• Task to complete:
Return every line in the records below that contains the word "brick".

## BEGIN Items

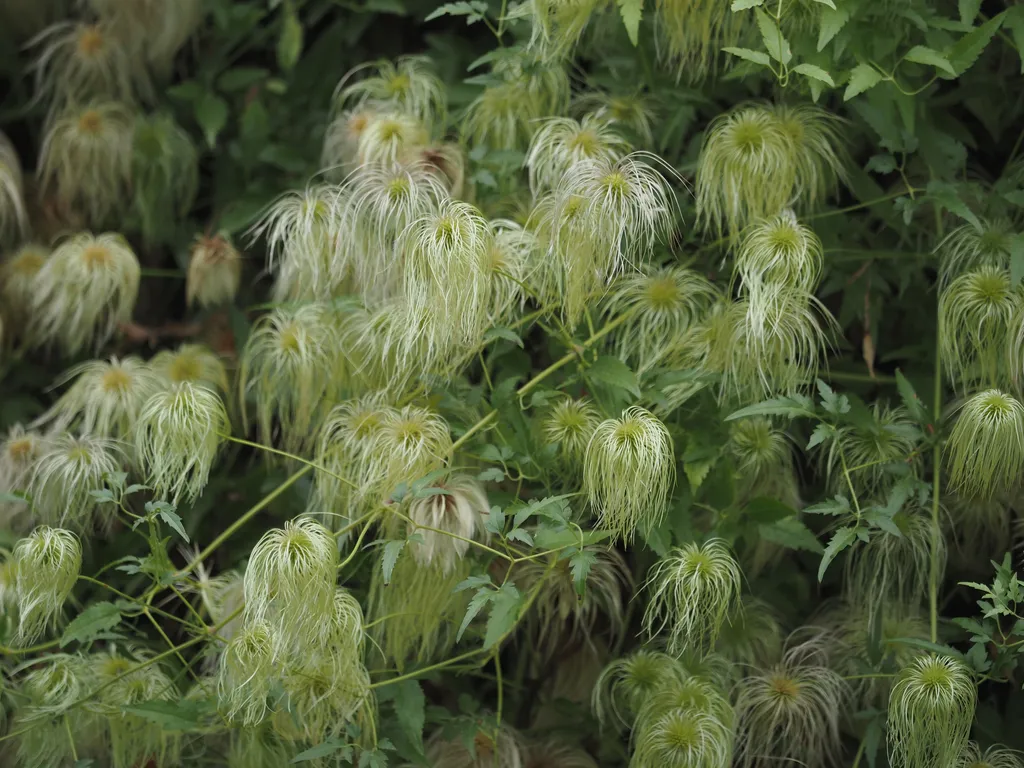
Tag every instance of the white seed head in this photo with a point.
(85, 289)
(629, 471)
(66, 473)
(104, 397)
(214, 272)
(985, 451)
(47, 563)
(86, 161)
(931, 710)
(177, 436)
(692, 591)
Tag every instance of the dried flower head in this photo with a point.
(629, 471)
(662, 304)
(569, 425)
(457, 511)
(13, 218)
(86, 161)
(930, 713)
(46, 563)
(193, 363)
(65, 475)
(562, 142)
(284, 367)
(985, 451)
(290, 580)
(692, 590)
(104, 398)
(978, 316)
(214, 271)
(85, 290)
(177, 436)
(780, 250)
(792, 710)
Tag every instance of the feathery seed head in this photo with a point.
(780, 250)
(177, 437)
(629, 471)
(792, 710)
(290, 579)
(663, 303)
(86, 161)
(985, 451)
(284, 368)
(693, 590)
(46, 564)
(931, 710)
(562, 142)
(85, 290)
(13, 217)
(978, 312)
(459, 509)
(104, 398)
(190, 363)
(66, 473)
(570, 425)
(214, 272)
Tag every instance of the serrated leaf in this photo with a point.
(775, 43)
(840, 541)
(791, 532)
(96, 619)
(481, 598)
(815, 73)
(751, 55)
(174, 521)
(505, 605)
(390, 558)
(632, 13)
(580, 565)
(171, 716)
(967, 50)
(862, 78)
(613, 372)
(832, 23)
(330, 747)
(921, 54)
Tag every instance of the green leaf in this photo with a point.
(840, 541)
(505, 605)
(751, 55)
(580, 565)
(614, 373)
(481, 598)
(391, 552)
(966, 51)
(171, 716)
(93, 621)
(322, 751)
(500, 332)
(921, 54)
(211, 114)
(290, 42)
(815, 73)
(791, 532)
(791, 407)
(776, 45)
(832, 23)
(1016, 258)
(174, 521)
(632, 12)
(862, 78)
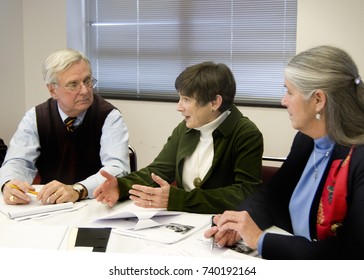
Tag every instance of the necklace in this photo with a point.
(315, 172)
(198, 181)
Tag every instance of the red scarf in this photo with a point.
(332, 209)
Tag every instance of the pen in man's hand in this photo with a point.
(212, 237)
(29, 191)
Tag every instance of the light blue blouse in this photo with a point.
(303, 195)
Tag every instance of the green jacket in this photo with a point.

## END Items
## BEGIN Items

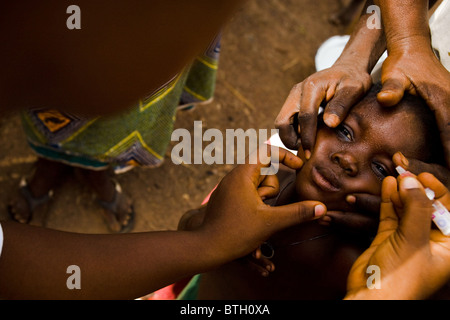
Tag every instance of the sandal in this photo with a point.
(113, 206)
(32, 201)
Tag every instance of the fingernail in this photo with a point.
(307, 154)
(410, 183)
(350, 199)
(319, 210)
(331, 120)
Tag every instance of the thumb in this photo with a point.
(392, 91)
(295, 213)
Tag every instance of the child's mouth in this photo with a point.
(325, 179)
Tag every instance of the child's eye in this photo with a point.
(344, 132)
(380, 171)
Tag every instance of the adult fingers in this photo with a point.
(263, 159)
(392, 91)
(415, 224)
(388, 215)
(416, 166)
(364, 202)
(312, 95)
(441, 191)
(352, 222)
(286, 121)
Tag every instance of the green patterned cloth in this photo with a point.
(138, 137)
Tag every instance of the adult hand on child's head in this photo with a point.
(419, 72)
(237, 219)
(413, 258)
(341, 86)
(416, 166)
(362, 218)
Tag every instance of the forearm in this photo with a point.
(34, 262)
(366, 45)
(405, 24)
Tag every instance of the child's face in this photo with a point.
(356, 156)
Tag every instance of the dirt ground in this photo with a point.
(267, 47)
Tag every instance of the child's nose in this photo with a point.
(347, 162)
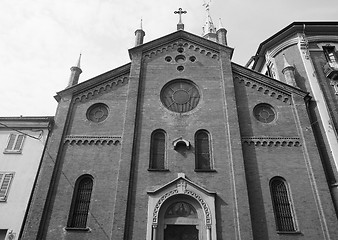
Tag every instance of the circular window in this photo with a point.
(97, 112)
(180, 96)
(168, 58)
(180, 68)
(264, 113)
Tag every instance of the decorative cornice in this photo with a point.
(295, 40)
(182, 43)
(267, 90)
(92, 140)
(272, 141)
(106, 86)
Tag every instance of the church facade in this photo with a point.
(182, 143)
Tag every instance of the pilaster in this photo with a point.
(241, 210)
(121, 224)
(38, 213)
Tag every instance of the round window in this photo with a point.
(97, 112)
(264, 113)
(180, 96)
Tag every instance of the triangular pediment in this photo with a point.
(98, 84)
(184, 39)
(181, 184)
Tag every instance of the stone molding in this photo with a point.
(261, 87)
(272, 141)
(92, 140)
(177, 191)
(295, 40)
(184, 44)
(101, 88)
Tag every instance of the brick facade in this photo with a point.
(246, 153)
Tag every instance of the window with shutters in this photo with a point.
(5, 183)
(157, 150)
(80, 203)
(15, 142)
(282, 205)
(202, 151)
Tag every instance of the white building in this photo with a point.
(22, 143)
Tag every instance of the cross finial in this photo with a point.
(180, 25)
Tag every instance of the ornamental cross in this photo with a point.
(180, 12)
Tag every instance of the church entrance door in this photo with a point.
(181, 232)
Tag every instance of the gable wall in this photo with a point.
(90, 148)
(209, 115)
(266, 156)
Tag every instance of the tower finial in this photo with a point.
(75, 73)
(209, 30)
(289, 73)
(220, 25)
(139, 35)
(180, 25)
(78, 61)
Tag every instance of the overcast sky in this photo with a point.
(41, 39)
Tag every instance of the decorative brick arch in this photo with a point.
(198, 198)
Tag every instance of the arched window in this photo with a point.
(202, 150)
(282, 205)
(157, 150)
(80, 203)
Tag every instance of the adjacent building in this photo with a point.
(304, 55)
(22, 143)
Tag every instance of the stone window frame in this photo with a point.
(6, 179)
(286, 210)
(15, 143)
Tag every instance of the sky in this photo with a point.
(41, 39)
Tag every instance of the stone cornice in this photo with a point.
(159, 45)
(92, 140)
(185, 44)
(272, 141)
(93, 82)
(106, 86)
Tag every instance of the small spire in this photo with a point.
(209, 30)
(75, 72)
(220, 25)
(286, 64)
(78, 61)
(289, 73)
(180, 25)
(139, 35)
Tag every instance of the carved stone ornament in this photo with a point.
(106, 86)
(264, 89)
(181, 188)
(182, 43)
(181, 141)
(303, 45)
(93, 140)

## END Items

• Answer to the exercise:
Tag every instance of the brick facade in this photo with a point.
Tag every instance of the decorative brick arch in this photo with a point.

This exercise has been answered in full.